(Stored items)
━━━━━━━━━━━━━━━━

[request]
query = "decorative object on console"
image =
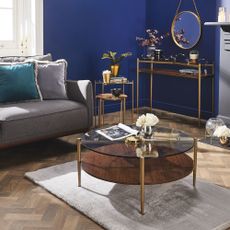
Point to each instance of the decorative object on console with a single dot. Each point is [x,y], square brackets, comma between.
[116,92]
[223,132]
[115,61]
[194,56]
[212,124]
[152,42]
[183,35]
[118,80]
[147,123]
[106,74]
[222,14]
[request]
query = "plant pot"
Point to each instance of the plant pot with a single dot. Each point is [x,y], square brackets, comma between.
[115,70]
[225,140]
[116,92]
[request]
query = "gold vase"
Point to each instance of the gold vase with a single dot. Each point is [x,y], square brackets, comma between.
[114,70]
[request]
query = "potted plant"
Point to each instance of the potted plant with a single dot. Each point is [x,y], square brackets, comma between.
[152,41]
[115,60]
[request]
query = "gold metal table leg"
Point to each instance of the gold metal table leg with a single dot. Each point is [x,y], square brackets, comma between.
[132,100]
[95,104]
[99,112]
[79,161]
[199,94]
[142,184]
[137,96]
[151,88]
[195,149]
[124,110]
[103,112]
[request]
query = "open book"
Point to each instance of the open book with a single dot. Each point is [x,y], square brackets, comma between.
[117,132]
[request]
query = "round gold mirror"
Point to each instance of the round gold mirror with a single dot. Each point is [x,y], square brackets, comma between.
[186,29]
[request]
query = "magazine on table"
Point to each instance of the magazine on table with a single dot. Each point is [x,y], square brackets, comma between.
[117,132]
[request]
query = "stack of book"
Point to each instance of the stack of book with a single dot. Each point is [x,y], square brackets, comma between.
[118,80]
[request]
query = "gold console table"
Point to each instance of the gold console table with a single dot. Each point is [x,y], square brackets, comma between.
[168,68]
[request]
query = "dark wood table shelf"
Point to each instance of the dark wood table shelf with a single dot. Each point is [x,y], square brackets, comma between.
[171,68]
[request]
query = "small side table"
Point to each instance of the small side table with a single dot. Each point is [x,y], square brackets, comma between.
[109,97]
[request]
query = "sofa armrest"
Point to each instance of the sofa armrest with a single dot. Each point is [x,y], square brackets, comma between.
[81,91]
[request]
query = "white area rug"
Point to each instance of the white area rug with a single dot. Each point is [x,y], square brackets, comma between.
[171,206]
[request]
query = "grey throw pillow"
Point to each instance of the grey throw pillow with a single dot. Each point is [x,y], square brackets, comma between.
[51,79]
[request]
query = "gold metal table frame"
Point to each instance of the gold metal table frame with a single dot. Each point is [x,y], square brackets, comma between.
[109,97]
[142,171]
[102,90]
[163,68]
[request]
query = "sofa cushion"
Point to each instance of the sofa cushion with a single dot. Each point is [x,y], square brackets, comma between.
[33,120]
[51,79]
[18,83]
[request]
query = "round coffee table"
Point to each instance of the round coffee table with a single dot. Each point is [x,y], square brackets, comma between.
[159,160]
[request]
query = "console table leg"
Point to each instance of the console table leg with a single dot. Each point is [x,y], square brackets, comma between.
[142,184]
[199,94]
[124,110]
[195,149]
[132,100]
[79,161]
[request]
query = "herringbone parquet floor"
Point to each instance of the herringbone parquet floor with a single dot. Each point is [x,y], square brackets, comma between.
[25,206]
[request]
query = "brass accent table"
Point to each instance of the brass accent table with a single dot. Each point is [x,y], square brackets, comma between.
[168,68]
[103,86]
[109,97]
[150,162]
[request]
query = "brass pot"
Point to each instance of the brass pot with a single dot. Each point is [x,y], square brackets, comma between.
[115,70]
[225,140]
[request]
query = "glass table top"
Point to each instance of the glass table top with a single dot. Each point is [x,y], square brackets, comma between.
[163,143]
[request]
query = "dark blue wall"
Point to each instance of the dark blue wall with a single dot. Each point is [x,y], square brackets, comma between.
[180,95]
[80,31]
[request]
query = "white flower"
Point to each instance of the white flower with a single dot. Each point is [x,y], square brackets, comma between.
[222,131]
[106,72]
[151,119]
[141,121]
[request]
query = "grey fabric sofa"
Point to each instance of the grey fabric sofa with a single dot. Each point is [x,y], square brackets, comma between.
[31,121]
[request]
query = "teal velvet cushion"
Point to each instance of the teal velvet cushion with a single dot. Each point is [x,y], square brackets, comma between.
[18,83]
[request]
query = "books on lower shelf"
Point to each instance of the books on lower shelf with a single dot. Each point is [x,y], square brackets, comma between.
[117,132]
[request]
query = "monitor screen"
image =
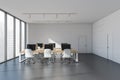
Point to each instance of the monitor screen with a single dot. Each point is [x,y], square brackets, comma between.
[40,45]
[31,46]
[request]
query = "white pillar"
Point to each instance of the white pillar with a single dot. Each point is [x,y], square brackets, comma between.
[20,57]
[76,57]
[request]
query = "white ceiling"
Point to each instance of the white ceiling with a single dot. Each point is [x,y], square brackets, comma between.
[86,11]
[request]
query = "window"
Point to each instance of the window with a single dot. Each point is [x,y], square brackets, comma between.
[10,37]
[17,37]
[2,36]
[22,35]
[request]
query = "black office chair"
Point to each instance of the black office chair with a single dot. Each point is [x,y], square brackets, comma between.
[29,53]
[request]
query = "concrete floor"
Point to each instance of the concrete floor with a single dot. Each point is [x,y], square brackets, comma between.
[90,67]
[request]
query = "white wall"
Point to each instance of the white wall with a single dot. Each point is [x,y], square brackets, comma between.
[60,33]
[106,32]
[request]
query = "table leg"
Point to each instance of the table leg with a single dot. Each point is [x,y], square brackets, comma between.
[20,59]
[76,57]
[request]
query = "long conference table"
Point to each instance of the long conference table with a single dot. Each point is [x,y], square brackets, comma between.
[54,51]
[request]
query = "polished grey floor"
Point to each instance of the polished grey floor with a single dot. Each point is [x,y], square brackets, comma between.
[90,67]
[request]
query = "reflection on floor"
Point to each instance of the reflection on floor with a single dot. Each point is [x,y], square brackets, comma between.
[90,67]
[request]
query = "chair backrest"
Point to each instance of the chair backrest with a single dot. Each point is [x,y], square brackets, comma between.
[47,53]
[28,53]
[40,45]
[52,45]
[66,53]
[65,46]
[31,46]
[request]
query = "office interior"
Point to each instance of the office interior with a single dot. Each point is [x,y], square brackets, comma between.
[91,27]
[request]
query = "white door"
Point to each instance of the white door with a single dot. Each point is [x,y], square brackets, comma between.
[109,46]
[82,44]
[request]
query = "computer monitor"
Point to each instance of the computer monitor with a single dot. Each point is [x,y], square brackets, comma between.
[40,45]
[52,45]
[31,46]
[65,46]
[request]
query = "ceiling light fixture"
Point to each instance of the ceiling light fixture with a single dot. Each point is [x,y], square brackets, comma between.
[44,14]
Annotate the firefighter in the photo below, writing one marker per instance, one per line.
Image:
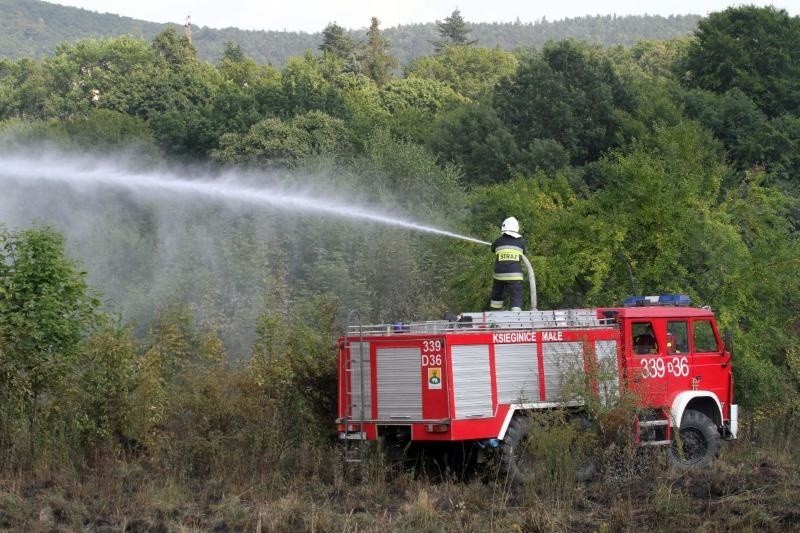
(508, 249)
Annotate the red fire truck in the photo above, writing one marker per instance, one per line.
(476, 379)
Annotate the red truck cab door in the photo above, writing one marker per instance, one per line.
(710, 368)
(647, 362)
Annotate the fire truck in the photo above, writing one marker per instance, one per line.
(477, 379)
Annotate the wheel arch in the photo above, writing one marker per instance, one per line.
(705, 402)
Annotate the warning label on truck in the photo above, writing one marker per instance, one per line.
(434, 378)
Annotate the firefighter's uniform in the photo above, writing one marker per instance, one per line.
(508, 251)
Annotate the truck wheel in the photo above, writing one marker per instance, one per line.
(516, 459)
(697, 442)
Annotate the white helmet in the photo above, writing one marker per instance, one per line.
(510, 227)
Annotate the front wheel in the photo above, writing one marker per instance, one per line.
(697, 442)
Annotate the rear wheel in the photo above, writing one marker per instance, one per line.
(697, 442)
(516, 459)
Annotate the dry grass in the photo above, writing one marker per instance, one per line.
(751, 487)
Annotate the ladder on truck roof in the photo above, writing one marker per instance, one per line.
(479, 322)
(354, 443)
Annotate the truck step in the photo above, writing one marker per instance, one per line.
(653, 423)
(655, 443)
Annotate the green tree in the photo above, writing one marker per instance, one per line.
(569, 93)
(453, 30)
(273, 142)
(471, 72)
(473, 137)
(233, 53)
(753, 49)
(415, 104)
(376, 62)
(337, 42)
(45, 312)
(174, 49)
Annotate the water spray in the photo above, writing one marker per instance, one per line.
(76, 172)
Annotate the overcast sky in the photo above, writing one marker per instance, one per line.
(314, 15)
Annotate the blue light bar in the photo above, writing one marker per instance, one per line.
(679, 300)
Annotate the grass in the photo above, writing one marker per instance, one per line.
(752, 486)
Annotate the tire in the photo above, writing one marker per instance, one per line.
(697, 443)
(516, 460)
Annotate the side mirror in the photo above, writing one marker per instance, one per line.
(728, 340)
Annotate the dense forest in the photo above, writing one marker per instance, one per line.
(169, 363)
(32, 28)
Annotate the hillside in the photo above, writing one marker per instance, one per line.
(31, 28)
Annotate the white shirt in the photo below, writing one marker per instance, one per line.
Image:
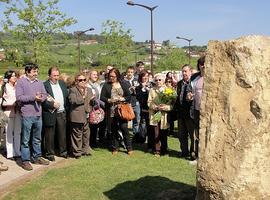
(58, 96)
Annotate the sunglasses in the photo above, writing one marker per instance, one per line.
(81, 80)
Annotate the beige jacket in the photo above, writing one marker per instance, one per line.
(151, 103)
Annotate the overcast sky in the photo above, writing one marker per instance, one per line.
(200, 20)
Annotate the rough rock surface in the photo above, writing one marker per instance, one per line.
(234, 149)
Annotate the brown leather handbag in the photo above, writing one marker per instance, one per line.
(125, 111)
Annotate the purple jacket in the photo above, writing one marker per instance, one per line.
(26, 94)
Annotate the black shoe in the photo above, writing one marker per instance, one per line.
(50, 158)
(183, 155)
(41, 161)
(64, 155)
(87, 154)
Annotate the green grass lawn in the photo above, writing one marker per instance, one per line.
(141, 176)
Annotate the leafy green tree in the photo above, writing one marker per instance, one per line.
(174, 59)
(31, 24)
(117, 43)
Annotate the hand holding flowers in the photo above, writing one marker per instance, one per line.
(165, 98)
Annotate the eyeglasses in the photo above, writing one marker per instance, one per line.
(81, 80)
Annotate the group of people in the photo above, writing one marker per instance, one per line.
(48, 118)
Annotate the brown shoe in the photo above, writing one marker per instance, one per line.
(3, 168)
(41, 161)
(27, 166)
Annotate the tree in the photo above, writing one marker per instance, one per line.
(31, 24)
(118, 42)
(174, 59)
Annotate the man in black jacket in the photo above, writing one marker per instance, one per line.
(185, 122)
(54, 115)
(132, 83)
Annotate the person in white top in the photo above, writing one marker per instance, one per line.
(13, 127)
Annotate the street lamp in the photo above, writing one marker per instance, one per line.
(131, 3)
(189, 40)
(79, 33)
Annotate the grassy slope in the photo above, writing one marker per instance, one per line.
(103, 176)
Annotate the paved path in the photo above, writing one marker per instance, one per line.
(17, 175)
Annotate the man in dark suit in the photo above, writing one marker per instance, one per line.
(80, 98)
(54, 115)
(185, 121)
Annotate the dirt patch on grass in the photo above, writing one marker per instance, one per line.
(17, 183)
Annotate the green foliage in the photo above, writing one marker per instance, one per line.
(118, 43)
(173, 60)
(34, 22)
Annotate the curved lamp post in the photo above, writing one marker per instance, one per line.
(189, 41)
(79, 33)
(131, 3)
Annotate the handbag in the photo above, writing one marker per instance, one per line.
(126, 111)
(96, 115)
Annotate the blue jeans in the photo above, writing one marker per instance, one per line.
(28, 124)
(137, 119)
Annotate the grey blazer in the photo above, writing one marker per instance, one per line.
(79, 107)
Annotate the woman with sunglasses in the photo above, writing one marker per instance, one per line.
(80, 97)
(112, 93)
(9, 105)
(160, 128)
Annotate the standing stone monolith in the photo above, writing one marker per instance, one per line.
(234, 152)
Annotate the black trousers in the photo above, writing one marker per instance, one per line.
(55, 136)
(119, 124)
(161, 140)
(97, 130)
(196, 130)
(186, 129)
(80, 134)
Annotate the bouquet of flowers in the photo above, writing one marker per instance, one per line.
(165, 96)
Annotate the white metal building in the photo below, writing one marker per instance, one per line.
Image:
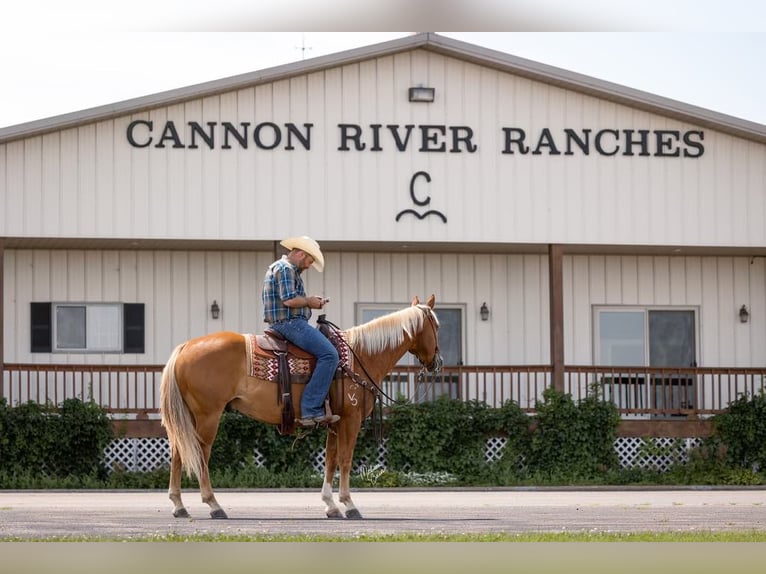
(599, 224)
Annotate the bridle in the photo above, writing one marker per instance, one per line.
(435, 366)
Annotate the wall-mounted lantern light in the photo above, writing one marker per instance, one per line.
(422, 94)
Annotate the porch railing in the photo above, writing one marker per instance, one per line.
(129, 391)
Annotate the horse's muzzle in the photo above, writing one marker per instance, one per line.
(435, 366)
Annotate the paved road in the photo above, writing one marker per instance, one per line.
(126, 515)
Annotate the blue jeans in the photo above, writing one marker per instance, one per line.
(308, 338)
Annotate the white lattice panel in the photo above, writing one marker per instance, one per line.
(493, 451)
(137, 454)
(658, 454)
(147, 454)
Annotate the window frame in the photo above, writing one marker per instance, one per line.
(126, 329)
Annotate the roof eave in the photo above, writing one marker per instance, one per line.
(426, 40)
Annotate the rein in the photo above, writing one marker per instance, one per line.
(376, 390)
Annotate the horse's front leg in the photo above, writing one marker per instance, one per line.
(346, 445)
(331, 463)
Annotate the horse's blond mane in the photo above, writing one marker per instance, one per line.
(389, 330)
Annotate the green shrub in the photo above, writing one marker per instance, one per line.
(742, 432)
(570, 441)
(60, 442)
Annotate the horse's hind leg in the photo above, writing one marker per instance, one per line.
(207, 434)
(174, 489)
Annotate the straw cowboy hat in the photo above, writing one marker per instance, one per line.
(305, 243)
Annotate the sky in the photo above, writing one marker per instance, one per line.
(59, 57)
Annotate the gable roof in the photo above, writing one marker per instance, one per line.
(427, 41)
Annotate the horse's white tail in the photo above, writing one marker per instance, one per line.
(178, 421)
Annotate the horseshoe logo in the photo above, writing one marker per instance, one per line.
(419, 202)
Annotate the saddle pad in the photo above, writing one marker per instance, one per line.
(264, 364)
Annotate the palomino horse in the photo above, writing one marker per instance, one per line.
(206, 374)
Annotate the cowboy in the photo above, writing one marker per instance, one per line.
(287, 309)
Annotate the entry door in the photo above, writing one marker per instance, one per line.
(630, 336)
(672, 344)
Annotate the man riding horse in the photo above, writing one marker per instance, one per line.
(287, 309)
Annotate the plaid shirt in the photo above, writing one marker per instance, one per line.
(282, 283)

━━━━━━━━━━━━━━━━

» **To do**
Reproduce the lines word for word, starting at the one holding "Annotate the horseshoe" and ending at the final line of the material above.

» **Problem solution**
Annotate the horseshoe logo in the photo above, writing one marker per instance, one per line.
(419, 202)
Annotate the saddle pad in the photo above, writing one marker per instance, one per line.
(264, 364)
Annotate the palomino horse in the photo above, writing one marker per instance, one per line.
(206, 374)
Annotate the cowboy in the photo above, writing one marker per instance, one per line.
(287, 309)
Annotate the entry door in the photo above, writing one marker per instance, one per line.
(630, 336)
(672, 344)
Annotate the man riding horse in the photo above, writing one marker per instance, one per line.
(287, 309)
Annotate the plaid shirt in the photo above, writing one marker per instance, one per line.
(282, 283)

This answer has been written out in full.